Please state how many lines in the rows below contain the string "brown" with case counting, and reply with the number alone.
○ ○ ○ ○ ○ ○ ○
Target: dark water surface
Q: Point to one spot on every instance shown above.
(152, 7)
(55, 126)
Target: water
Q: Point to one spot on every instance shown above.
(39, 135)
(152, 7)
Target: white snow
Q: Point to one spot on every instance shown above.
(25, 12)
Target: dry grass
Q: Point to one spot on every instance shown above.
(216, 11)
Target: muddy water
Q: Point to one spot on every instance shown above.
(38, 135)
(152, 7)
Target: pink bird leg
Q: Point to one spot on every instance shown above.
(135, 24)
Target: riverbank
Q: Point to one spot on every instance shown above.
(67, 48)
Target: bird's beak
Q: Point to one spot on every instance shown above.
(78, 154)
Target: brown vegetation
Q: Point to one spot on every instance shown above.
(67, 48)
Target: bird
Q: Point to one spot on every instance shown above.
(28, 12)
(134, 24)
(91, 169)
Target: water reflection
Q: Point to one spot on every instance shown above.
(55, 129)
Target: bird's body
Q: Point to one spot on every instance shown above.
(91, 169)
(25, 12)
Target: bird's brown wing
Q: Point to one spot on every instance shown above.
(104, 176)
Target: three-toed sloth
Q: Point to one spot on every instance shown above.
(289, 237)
○ ○ ○ ○ ○ ○ ○
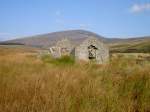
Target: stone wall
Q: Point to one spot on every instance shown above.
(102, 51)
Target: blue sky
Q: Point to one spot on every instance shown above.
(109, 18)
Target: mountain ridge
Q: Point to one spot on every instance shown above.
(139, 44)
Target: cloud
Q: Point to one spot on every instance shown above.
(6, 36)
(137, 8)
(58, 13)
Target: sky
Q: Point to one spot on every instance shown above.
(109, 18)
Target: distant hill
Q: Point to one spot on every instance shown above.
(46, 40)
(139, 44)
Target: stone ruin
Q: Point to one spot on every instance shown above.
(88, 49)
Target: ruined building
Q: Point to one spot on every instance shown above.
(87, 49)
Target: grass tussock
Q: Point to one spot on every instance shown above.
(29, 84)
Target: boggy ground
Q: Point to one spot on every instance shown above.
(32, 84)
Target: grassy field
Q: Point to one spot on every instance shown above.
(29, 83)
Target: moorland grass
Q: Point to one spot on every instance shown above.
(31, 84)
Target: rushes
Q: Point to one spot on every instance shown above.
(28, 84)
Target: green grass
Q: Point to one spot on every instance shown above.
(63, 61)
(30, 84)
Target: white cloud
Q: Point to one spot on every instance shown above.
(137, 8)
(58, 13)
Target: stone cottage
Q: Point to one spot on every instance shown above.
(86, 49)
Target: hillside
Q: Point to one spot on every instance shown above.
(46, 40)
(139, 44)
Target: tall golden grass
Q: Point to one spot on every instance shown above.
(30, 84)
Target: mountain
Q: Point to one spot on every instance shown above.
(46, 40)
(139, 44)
○ ○ ○ ○ ○ ○ ○
Task answer |
2